■ REQUIRED WORK:
(a) In the terminal clipboard question, what system is the last commenter using?
(b) Write what comes next in the terminal clipboard question, picking up after its final comment.

■ PROVIDED TEXT:

>>>>>

90

I am about to press enter to run a command in terminal, but before doing that, I want to copy the command to clipboard without using the mouse.

How?

If you're somewhere other than the terminal, Ctrl+Home does it.

Is there a way of arbitrarily selecting text like that in the terminal?

EDITED:

  • assume that using other programs like screen is not a good alternative
  • the text is to be pasted outside the terminal, so Ctrl+y and similar sequences do not solve it either
3
  • 1
    You mean Ctrl-Shift-Home? May 31, 2013 at 6:14
  • Shift-Home copies to the beginning of the line. Ctrl-Shift-Home copies to the beginning of the page. May 31, 2013 at 6:19
  • Shift-Home and Ctrl-Shift-Home do the same for me (jump to beggining of terminal) and neither of them seem to copy anything to be pased by neither Ctrl-Y or Ctrl-Shift-V (nor select). But it does work in text editor, not copying, just selecting. Using OpenSUSE Leap 15 in Virtual Box. Every other key-binding mentioned in answers works.

<<<<<

■ ENTRIES SHOWN:
>>>>>

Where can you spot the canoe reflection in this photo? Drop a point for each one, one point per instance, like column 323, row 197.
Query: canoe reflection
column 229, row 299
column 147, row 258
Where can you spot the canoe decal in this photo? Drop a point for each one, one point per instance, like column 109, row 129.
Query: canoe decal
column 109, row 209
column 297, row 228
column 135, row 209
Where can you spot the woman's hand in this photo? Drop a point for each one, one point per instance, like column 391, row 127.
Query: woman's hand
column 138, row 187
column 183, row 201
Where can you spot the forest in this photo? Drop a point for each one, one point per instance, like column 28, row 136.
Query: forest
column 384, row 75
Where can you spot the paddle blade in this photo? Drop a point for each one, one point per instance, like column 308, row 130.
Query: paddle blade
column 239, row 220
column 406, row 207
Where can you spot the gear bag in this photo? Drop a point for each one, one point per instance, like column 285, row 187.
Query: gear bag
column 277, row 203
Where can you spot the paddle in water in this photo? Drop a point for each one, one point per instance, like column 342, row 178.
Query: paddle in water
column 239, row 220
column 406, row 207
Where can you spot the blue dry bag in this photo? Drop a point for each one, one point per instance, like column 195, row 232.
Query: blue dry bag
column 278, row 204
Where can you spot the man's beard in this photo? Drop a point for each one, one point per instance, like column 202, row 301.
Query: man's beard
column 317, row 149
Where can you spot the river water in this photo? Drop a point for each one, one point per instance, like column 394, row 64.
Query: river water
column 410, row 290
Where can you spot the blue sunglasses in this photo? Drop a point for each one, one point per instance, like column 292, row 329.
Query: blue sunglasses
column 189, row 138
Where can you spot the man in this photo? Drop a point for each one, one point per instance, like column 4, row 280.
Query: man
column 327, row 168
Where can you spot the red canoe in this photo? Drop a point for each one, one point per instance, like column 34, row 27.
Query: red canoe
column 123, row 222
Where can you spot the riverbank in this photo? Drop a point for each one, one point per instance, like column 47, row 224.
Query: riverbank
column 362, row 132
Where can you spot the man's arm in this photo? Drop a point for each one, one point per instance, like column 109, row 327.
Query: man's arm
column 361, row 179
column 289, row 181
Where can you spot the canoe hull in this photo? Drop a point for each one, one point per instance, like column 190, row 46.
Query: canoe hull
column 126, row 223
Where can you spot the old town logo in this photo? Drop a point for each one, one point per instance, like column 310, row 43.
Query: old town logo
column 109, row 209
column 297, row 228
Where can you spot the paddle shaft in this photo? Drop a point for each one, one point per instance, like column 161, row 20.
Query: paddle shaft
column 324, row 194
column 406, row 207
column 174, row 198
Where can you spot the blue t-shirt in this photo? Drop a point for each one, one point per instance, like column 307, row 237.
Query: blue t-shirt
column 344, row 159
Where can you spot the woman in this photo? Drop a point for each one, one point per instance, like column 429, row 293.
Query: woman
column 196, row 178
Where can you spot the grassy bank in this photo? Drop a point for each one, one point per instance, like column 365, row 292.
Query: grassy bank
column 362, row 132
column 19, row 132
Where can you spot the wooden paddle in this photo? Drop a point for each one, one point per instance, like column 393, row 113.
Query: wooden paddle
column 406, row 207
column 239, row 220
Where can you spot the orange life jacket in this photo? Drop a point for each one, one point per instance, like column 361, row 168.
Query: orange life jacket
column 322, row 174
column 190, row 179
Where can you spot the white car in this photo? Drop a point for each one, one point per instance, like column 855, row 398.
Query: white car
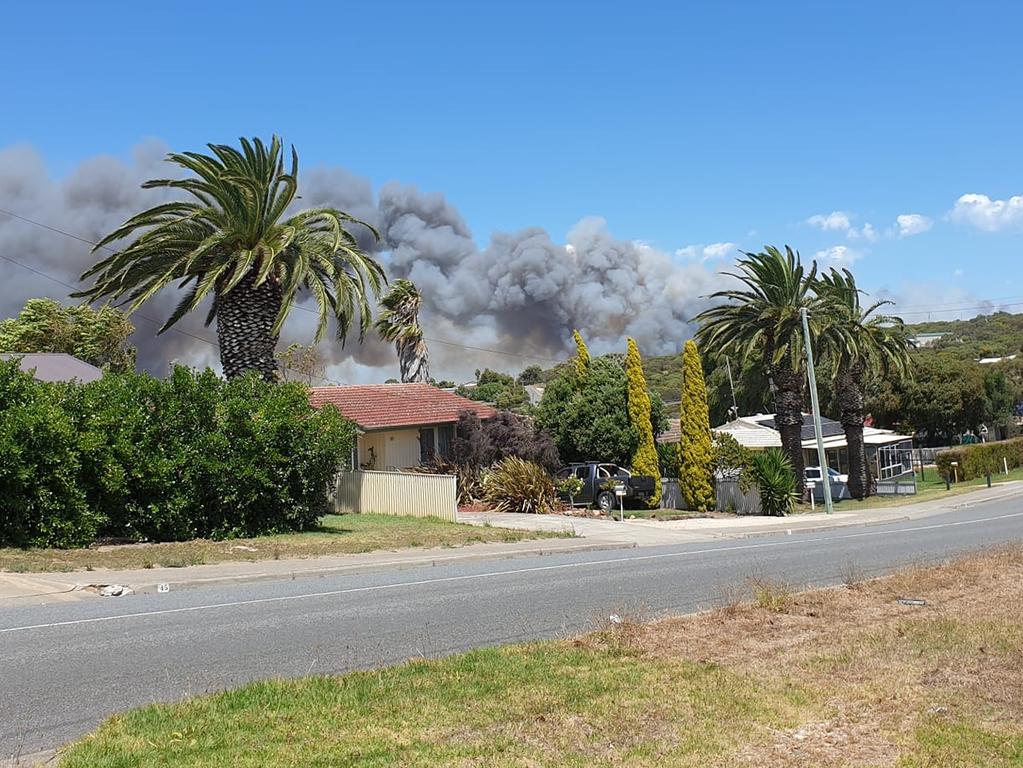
column 813, row 473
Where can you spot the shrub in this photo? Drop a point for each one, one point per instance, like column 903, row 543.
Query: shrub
column 42, row 502
column 667, row 459
column 132, row 456
column 518, row 486
column 589, row 419
column 773, row 476
column 696, row 454
column 979, row 459
column 731, row 458
column 645, row 459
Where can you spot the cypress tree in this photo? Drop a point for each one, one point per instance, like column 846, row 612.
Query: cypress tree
column 645, row 459
column 695, row 448
column 581, row 360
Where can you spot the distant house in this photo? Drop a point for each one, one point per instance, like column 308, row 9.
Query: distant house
column 400, row 424
column 884, row 447
column 55, row 366
column 926, row 340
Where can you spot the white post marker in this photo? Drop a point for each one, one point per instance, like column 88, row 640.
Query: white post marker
column 620, row 493
column 821, row 456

<<<<<

■ ANSWERS FOR THE TASKS:
(a) OpenSUSE Leap 15 in Virtual Box.

(b)
    – Brambor
    Nov 4, 2018 at 1:47

7 Answers 7

33

If you are using one of the shells that understands emacs keys (bash, csh, etc.) then you can copy the current command by:

  1. control-A will take you to the beginning of the line.

  2. control-K will kill the whole line that you have just entered.

  3. control-Y will yank the text back.

Then later you can control-Y yank the text back to insert the text back as input to the shell command line editor.

See man bash and then when it comes up, type /emacs followed by a couple of n's (next) to move you forward to the READLINE section.

4
  • 2
    I knew that but want to paste outside the terminal. Edited for clarification. May 31, 2013 at 5:09
  • 8
    control-U can cut the command from the end of it directly
    – vstepaniuk
    Feb 14, 2018 at 18:47
  • 2
    2nd command changed my life.
    – Krishna
    Jul 31, 2019 at 6:44
  • @BalKrishnaJha Even better than Ctrl+U -- You can insert arguments from your previous commands into the current one with Alt+. (press multiple times to grab older arguments).
    – Roger Dahl
    Jul 12, 2021 at 1:57
19

Bind following shortcut:

bind '"\C-p": "\C-e\C-u xsel <<"EOF"\n\C-y\nEOF\n\C-y"'

Now after using Crtl+P your line will be copied into clipboard. You can paste it in terminal using:

xsel

And into any X application using middle mouse button or Shift+Insert.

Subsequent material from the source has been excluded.